Bandung, Matakompas.com – Sabtu ( 30/1 ). Prof. OC. Kaligis optimis Penunjukan Jenderal Polisi Listyo Sigit Prabowo akan membawa perubahan baru dalam pelaksanaan fungsi pengayoman polisi kepada seluruh golongan agama dan ras manapun.
Prof. OC. Mengingatkan kepada Kapolri yang baru untuk tidak tebang pilih dalam penuntasan kasus kasus pidana termasuk kasus yang menyangkut oknum oknum KPK .
Pokok pikiran tersebut tercermin dalam surat terbukanya sebagai berikut :
Sukamiskin rabu 27 Januari 2021.
Hal. Hukum yang masih tebang pilih.
Kepada Yang saya hormati Bapak Jendral Polisi yang hari ini dinobatkan sebagai Kapoli RI oleh Bapak Presiden Jokowidodo.
Dengan hormat,
Perkenankalh saya sebagai praktisi dan akedemisi mengucapkan selamat atas penunjukan Bapak sebagai KapoliRI.
- Pertama tama saya ucapkan selamat atas posisi Bapak sebagai orang nomor satu dijajaran Kepolisian. Saya mengikuti paparan fit and Proper Bapak dihadapan wakil wakil Rakyat di DPR RI.
- Saya tertarik akan buku kuning yang Bapak terbitkan ketika menjadi Kapolda Banten. Melalui buku kuning tersebut, Bapak membuktikan bahwa Bapak adalah pemimpin semua golongan. Berhasil bekerja sama dengan para ulama. Seandainya saya dapat satu kopi buku kuning itu, sebagai tambahan perpustakaan saya, saya akan sangat berterima kasih.
- Sebagai praktisi dan akedemisi, waktu saya di Lapas Sukamiskin, saya isi dengan menulis buku buku hukum, hasil pengalaman saya membela perkara didalam dan diluar negeri. Dasar buku buku saya adalah fakta hukum dari pengalaman empiris beserta uraian dan ulasan ratio hukum, berdasarkan pendapat para ahli yang relevan dengan kasus yang saya bela, baik untuk perkara nasional, maupun global Untuk dapat beracara diluar negeri saya duduk disidang bersama pengacara setempat. Dari buku buku saya, dapat disaksikan betapa hukum ini masih tebag pilih. Terutama bila yang terlibat Pidana adalah oknum oknum KPK atau mitranya seperti Prof. Denny Indrayana.

━━━

▶ [Daftar Tugas]:
1. Menurut kutipan sumber, pada hari dan tanggal berapa surat terbuka itu ditulis?
2. Siapa saja orang yang disebut namanya dalam kutipan sumber? Sebutkan semuanya.
3. Kembalikan bagian kutipan sumber mulai dari "- Pertama tama" sampai dengan "sangat berterima kasih." tanpa mengubah apa pun.
Baris-baris data di bawah ini diambil dari sumber lain.

▶ [Data yang Disediakan]:
━━━

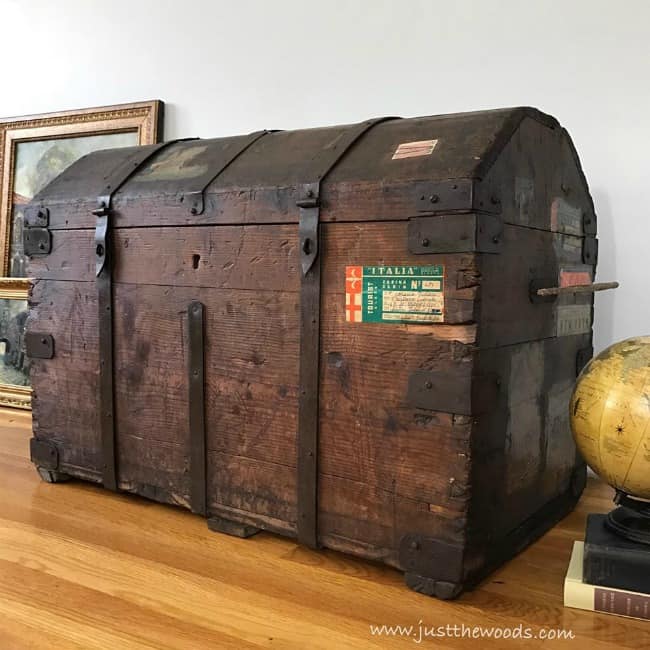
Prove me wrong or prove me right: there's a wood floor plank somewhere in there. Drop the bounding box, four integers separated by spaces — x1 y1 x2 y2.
0 409 650 650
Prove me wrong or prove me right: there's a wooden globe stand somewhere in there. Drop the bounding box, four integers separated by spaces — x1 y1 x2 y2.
605 490 650 546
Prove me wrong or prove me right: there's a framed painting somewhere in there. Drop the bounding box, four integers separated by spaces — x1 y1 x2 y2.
0 100 164 408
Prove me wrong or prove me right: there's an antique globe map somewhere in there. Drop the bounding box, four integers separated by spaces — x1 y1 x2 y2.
571 336 650 499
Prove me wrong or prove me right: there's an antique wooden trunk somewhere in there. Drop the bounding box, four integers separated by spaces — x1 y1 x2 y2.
24 108 597 598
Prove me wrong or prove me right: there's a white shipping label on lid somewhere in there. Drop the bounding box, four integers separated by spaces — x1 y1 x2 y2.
393 140 438 160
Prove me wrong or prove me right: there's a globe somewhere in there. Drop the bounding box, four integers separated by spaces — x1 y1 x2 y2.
570 336 650 499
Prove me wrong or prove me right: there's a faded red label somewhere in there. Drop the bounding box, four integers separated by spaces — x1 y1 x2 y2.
560 271 591 287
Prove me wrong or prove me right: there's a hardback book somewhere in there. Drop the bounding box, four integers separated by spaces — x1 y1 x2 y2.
564 542 650 620
583 514 650 592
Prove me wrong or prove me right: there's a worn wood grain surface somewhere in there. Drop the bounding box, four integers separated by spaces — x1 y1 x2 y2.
0 409 650 650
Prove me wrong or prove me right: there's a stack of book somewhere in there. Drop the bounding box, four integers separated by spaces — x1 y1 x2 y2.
564 515 650 620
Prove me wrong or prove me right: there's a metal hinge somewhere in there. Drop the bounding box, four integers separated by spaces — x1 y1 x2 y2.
25 332 54 359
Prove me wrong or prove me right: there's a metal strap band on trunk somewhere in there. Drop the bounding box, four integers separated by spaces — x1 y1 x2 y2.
187 301 207 517
93 140 184 491
184 131 273 214
296 117 399 548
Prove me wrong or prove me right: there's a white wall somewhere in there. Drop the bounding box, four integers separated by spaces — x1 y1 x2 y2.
0 0 650 349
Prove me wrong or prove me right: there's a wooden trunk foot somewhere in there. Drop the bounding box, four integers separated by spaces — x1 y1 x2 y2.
404 573 463 600
36 467 71 483
208 517 261 539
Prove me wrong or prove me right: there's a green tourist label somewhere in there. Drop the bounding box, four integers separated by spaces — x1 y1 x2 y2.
345 264 445 323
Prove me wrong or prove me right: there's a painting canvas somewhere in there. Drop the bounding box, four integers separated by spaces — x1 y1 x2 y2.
0 100 163 408
8 131 138 278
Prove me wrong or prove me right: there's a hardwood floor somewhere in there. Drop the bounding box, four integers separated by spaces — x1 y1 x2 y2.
0 409 650 650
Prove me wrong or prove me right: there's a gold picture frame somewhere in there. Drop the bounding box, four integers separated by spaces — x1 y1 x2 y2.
0 100 164 408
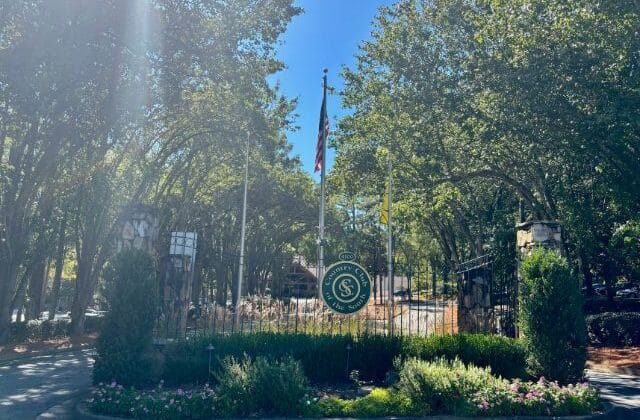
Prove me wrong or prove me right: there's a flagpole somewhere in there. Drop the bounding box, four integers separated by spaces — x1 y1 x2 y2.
234 133 249 331
387 149 394 335
318 69 329 298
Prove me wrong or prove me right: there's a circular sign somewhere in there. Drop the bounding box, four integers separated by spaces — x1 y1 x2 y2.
321 261 371 315
338 251 356 261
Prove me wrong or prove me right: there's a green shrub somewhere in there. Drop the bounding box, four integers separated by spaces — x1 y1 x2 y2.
519 249 587 383
609 220 640 281
397 358 493 415
93 249 161 385
164 332 525 384
404 334 527 378
587 312 640 347
87 382 219 420
216 357 307 417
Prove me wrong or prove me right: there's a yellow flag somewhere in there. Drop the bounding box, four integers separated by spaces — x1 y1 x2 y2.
380 184 389 225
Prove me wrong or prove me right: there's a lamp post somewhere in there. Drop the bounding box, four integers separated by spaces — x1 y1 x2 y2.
207 344 215 383
234 134 249 331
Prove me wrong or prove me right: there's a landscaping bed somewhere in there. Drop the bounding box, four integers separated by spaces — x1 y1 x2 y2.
88 358 602 419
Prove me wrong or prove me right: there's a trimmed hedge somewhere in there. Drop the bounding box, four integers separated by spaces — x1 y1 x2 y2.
587 312 640 347
163 332 526 384
518 249 587 384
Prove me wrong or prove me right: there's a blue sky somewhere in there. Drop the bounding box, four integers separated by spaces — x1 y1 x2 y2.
274 0 393 180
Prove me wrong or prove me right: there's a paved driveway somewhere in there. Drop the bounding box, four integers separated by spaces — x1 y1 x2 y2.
0 350 93 420
587 370 640 412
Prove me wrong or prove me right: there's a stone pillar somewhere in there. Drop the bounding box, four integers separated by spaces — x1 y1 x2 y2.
516 220 563 257
116 204 160 260
162 232 198 338
516 220 564 337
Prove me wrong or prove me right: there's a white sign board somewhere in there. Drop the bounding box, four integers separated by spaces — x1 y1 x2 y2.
169 232 198 261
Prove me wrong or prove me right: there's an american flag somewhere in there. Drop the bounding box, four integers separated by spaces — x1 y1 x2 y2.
314 92 329 172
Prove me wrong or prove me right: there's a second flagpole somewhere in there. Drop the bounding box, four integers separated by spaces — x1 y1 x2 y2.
318 69 328 299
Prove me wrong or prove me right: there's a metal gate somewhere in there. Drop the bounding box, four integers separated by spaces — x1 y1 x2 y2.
456 254 518 337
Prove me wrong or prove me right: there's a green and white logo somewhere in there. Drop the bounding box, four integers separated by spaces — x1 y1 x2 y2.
321 261 371 315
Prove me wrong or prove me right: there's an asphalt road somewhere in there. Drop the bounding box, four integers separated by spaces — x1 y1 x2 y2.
0 350 93 420
587 370 640 410
0 350 640 420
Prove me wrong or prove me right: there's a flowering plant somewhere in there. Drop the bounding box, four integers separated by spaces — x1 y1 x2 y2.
88 381 215 419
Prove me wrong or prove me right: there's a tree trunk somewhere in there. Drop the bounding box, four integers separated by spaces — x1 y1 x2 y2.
27 256 47 319
11 273 29 322
0 225 24 344
49 214 67 320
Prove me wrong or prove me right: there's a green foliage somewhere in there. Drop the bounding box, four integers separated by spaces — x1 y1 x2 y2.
305 359 601 417
304 388 416 418
519 249 587 383
164 332 525 384
216 357 307 417
93 249 160 385
88 382 219 420
397 358 493 415
470 378 601 416
587 312 640 347
405 334 527 378
609 220 640 284
88 358 600 419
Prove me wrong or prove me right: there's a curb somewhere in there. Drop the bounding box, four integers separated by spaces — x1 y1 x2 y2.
76 401 626 420
588 366 640 376
0 346 95 366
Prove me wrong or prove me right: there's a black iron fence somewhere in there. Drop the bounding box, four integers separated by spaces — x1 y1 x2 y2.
156 256 517 337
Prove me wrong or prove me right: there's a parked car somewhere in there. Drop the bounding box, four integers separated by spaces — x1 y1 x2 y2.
582 283 607 296
616 286 640 299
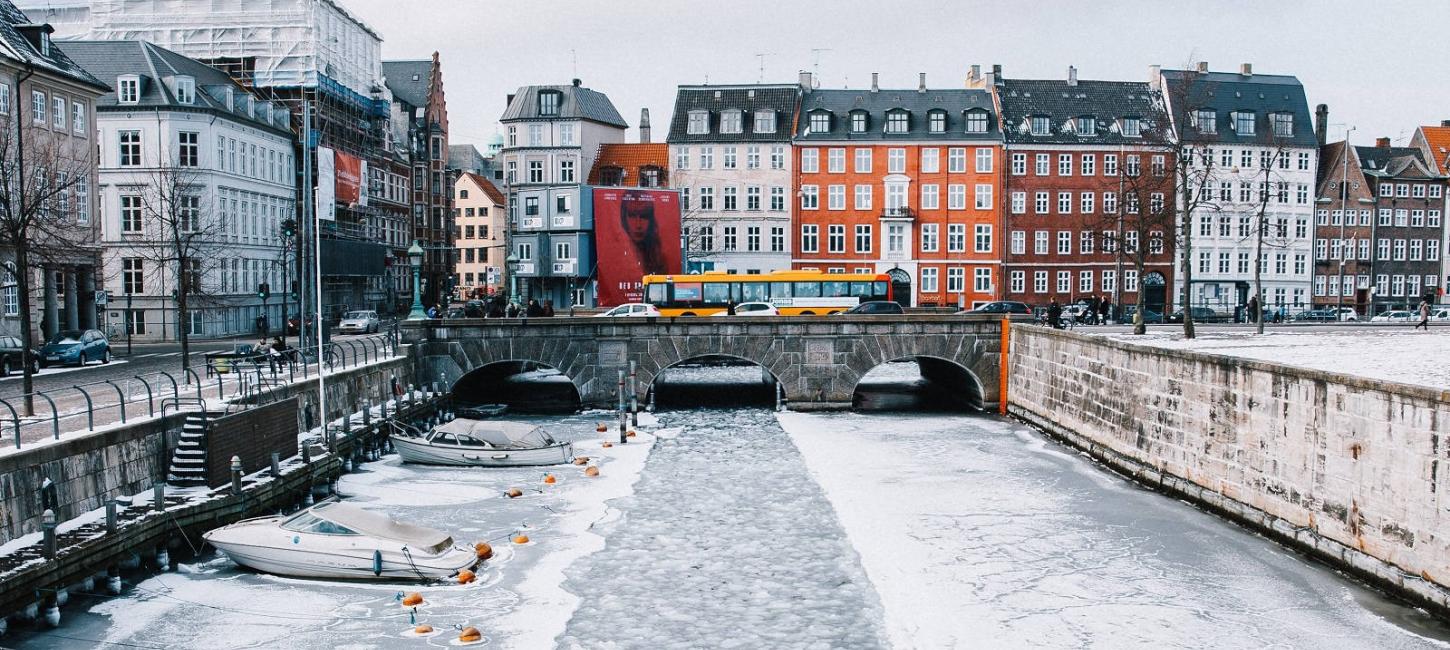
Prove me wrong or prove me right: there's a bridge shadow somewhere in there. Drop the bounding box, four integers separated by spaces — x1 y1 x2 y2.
452 361 583 414
851 357 985 412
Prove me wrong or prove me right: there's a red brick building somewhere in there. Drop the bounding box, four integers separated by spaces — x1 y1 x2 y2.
792 75 1003 308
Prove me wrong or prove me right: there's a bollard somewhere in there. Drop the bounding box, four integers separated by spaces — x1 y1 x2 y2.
232 456 242 495
41 509 57 560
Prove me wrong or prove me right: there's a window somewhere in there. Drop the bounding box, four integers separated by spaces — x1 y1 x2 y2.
116 131 141 167
721 109 745 133
754 109 776 133
177 131 202 167
856 223 871 252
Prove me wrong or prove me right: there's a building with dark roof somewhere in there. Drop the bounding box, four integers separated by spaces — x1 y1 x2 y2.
666 79 812 274
1150 62 1320 316
499 80 628 309
986 67 1175 313
65 41 297 341
792 74 1003 306
0 0 107 342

━━━

▶ [Jawaban Tertulis]:
1. Rabu, 27 Januari 2021.

2. Prof. OC. Kaligis, Jenderal Polisi Listyo Sigit Prabowo, Jokowidodo, Prof. Denny Indrayana

3.
- Pertama tama saya ucapkan selamat atas posisi Bapak sebagai orang nomor satu dijajaran Kepolisian. Saya mengikuti paparan fit and Proper Bapak dihadapan wakil wakil Rakyat di DPR RI.
- Saya tertarik akan buku kuning yang Bapak terbitkan ketika menjadi Kapolda Banten. Melalui buku kuning tersebut, Bapak membuktikan bahwa Bapak adalah pemimpin semua golongan. Berhasil bekerja sama dengan para ulama. Seandainya saya dapat satu kopi buku kuning itu, sebagai tambahan perpustakaan saya, saya akan sangat berterima kasih.